Direction: Drop every picture, then transcribe the remaining data exactly.
** BEGIN **
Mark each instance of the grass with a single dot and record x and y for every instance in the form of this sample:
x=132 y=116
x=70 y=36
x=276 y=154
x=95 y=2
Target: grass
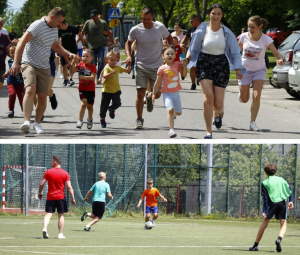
x=172 y=235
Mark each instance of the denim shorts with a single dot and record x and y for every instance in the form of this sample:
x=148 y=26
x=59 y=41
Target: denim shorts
x=172 y=100
x=251 y=76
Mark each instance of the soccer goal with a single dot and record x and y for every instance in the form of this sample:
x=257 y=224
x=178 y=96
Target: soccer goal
x=14 y=189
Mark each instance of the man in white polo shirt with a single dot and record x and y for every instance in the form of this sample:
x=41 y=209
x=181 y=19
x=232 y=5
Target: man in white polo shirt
x=148 y=36
x=36 y=45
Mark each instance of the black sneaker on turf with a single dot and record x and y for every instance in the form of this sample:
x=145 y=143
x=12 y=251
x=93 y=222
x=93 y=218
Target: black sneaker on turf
x=111 y=113
x=193 y=87
x=87 y=228
x=278 y=245
x=253 y=248
x=53 y=101
x=84 y=215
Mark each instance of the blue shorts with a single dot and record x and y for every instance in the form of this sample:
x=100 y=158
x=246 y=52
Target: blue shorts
x=52 y=68
x=153 y=209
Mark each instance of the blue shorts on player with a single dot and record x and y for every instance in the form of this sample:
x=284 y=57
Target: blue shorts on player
x=153 y=209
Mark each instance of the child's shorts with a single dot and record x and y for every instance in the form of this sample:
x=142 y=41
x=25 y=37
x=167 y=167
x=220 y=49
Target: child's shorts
x=278 y=209
x=88 y=95
x=172 y=100
x=150 y=209
x=98 y=208
x=251 y=76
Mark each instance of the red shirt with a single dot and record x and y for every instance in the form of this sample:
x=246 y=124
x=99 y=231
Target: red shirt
x=57 y=179
x=86 y=70
x=178 y=50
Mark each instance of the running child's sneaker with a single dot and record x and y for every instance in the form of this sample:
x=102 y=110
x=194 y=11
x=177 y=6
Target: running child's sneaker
x=79 y=124
x=84 y=215
x=89 y=123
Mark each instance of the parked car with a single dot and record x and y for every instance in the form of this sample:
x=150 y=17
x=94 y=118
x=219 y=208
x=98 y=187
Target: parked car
x=294 y=71
x=277 y=35
x=280 y=73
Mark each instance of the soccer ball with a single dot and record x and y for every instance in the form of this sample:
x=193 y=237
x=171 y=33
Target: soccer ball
x=149 y=225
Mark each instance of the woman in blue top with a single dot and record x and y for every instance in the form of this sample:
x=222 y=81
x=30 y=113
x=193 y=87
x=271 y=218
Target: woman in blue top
x=214 y=51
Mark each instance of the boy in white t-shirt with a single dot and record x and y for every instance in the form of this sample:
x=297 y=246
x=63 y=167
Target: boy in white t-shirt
x=169 y=75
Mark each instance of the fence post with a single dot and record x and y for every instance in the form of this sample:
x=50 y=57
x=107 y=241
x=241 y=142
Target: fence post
x=295 y=186
x=228 y=179
x=259 y=199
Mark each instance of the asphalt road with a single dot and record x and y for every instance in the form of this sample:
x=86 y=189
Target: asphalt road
x=278 y=117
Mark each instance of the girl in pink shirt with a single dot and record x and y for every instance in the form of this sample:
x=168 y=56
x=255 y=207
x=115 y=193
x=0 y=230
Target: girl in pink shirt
x=168 y=74
x=254 y=44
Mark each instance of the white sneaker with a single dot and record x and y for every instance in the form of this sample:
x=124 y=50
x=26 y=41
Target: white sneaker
x=61 y=236
x=25 y=127
x=38 y=128
x=239 y=96
x=253 y=126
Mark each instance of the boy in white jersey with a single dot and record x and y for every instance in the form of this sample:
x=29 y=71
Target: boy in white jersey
x=99 y=189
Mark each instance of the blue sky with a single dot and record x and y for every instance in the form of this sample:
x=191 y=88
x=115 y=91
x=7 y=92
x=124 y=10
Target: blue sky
x=16 y=4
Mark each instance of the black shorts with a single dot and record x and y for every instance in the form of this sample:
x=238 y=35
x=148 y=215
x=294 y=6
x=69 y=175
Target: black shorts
x=88 y=95
x=60 y=205
x=98 y=209
x=213 y=67
x=278 y=209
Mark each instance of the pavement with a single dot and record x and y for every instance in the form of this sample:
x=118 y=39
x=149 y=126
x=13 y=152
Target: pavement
x=278 y=117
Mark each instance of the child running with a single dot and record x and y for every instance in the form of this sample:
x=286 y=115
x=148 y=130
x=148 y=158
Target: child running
x=87 y=73
x=100 y=189
x=15 y=86
x=169 y=75
x=151 y=202
x=275 y=191
x=111 y=90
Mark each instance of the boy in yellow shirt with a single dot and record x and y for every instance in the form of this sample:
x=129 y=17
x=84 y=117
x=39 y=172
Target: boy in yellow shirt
x=111 y=90
x=151 y=202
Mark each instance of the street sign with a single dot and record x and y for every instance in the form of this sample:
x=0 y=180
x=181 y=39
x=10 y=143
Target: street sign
x=114 y=13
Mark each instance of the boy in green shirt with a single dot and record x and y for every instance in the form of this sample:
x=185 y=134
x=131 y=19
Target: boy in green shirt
x=275 y=191
x=99 y=189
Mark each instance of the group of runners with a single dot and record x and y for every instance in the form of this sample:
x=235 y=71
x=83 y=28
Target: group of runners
x=213 y=52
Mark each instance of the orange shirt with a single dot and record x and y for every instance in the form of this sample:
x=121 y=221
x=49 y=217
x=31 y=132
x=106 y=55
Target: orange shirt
x=151 y=197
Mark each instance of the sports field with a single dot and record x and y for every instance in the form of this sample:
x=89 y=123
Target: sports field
x=23 y=235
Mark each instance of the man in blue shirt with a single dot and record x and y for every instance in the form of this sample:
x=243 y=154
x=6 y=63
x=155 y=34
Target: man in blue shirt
x=99 y=189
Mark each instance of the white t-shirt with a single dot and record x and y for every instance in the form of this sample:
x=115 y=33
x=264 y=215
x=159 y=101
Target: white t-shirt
x=37 y=51
x=253 y=58
x=149 y=44
x=4 y=31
** END **
Written solution:
Mark each instance of the grass with a single dot and record x and y for every instance in the form of this sample:
x=132 y=116
x=70 y=36
x=276 y=154
x=95 y=2
Target: grass
x=172 y=235
Mark each instance of the denim shorts with a single dot and record x and y for every instance in the form of this sample:
x=148 y=26
x=59 y=41
Target: denim shorts
x=172 y=100
x=251 y=76
Mark each instance of the soccer goal with a single dot and record x and y for every instance in the form of this sample:
x=257 y=224
x=178 y=96
Target: soccer goal
x=14 y=189
Mark each instance of the man in white polo shirt with a single dot and record x and y for every instance in the form of this sample:
x=41 y=209
x=181 y=19
x=232 y=5
Target: man in white polo shirt
x=148 y=36
x=36 y=45
Mark each instance of the black sneaker on turf with a single dot and record x and y for every instance in the form of this sample:
x=145 y=143
x=12 y=251
x=93 y=222
x=93 y=218
Target: black sneaker on turf
x=111 y=113
x=193 y=87
x=87 y=228
x=278 y=245
x=253 y=248
x=53 y=101
x=84 y=215
Mark each instance of the blue shorts with a single dot and record x and y for every instance in the form of this sample:
x=100 y=158
x=246 y=52
Target: blue shorts
x=52 y=68
x=153 y=209
Mark each instance of the blue shorts on player with a single dot and record x and y for every instance in the form of this sample:
x=284 y=57
Target: blue shorts on player
x=153 y=209
Mark each instance of the child's shorts with a single dot and record x and y for every instance in the form of this sample:
x=142 y=41
x=25 y=37
x=167 y=167
x=220 y=49
Target: child's shorts
x=278 y=209
x=88 y=95
x=172 y=100
x=150 y=209
x=98 y=208
x=251 y=76
Mark each instance of the red shirt with a single dot and record x and y for every instance in the form of this sample:
x=246 y=124
x=99 y=231
Target: red shirt
x=57 y=179
x=86 y=70
x=178 y=50
Mark each instance of the running child's sneaker with a single dot and record x and y for every instance in the form of this sample:
x=102 y=110
x=194 y=11
x=177 y=6
Target: running child's sneaker
x=79 y=124
x=84 y=215
x=89 y=123
Mark each instance of the parked car with a single dot and record x and y for every instance in the form of this sample:
x=150 y=17
x=94 y=118
x=219 y=208
x=98 y=187
Target: parked car
x=294 y=71
x=277 y=35
x=280 y=73
Mark each instance of the soccer ball with a single dot and record x and y for every instance in the form of this sample:
x=193 y=237
x=171 y=33
Target: soccer ball
x=149 y=225
Mark each instance of the woman in blue top with a single dot and record x and y for every instance in the form of this sample:
x=222 y=81
x=30 y=113
x=193 y=87
x=271 y=218
Target: woman in blue top
x=214 y=51
Mark each instance of the boy in white t-shirt with a single dot and record x and y for every instance in the form of this sample:
x=297 y=246
x=63 y=167
Target: boy in white t-shirt
x=169 y=75
Mark each instance of the fence post with a single dot and record x and y for every instance in the form of this sample:
x=50 y=57
x=107 y=241
x=241 y=142
Target: fence post
x=295 y=186
x=228 y=179
x=259 y=199
Mark each instance of the asphalt road with a single dot and record x and y for every instance in the form of this sample:
x=86 y=189
Target: asphalt road
x=278 y=117
Mark each instance of the girl in pink shirt with a single dot and record x and y for every instance in the form of this sample:
x=168 y=56
x=255 y=207
x=115 y=193
x=0 y=230
Target: girl in pink shirt
x=168 y=74
x=254 y=44
Mark each instance of the white sneaker with a single dot and record x and y for every instance in the form of this sample:
x=124 y=50
x=26 y=41
Target: white sneaker
x=61 y=236
x=25 y=127
x=38 y=128
x=239 y=96
x=253 y=126
Mark each instance of the boy in white jersey with a single dot and record x and y for every instance in the form of this sample:
x=29 y=71
Target: boy in white jersey
x=99 y=189
Mark each instance of the blue sky with a single dot and record x and y for every instance in the form of this sample:
x=191 y=88
x=115 y=91
x=7 y=92
x=124 y=10
Target: blue sky
x=16 y=4
Mark each instance of the black shorts with a single dot and record x and y for every instance in the form of this sample:
x=238 y=35
x=148 y=215
x=294 y=6
x=69 y=175
Target: black shorts
x=88 y=95
x=60 y=205
x=98 y=209
x=213 y=67
x=278 y=209
Mark each instance of the pavement with a single dot and record x and y for every instance in the form of this sample:
x=118 y=39
x=149 y=126
x=13 y=152
Target: pavement
x=278 y=117
Mark each instance of the child running with a single dot and record x and y for every instance in the form of this sample:
x=286 y=115
x=148 y=130
x=148 y=158
Target: child running
x=87 y=73
x=100 y=189
x=15 y=86
x=169 y=75
x=151 y=202
x=275 y=191
x=111 y=90
Mark each instance of the boy in yellow shirt with a single dot and record x and y for every instance in the form of this sample:
x=129 y=17
x=84 y=117
x=39 y=172
Target: boy in yellow shirt
x=111 y=90
x=151 y=202
Mark each instance of the street sign with a single dot and record x and y for every instance in the form of this sample:
x=0 y=180
x=181 y=39
x=10 y=143
Target: street sign
x=114 y=13
Mark each instance of the boy in green shirt with a single dot and record x and y for every instance in the form of this sample:
x=185 y=134
x=131 y=19
Target: boy in green shirt
x=275 y=191
x=99 y=189
Mark each instance of the group of runners with a single dot and record x and y for every instance in the form of this sample:
x=235 y=71
x=83 y=28
Target: group of runners
x=213 y=52
Mark each instance of the orange shirt with a single dot and record x and y for every instance in the form of this sample:
x=121 y=221
x=49 y=217
x=31 y=132
x=106 y=55
Target: orange shirt
x=151 y=197
Mark each instance of the sports field with a single dot and record x and y for every instance in the form of this sample:
x=89 y=123
Target: sports field
x=23 y=235
Mark each instance of the man in blue shirt with a single dot and record x and y for every instance in the form of this sample:
x=243 y=154
x=6 y=63
x=155 y=34
Target: man in blue shirt
x=99 y=189
Mark each instance of the white t-shirt with a single dot and record x and y for every instance in the form of this sample:
x=115 y=33
x=264 y=215
x=159 y=101
Target: white t-shirt
x=37 y=51
x=253 y=58
x=149 y=44
x=4 y=31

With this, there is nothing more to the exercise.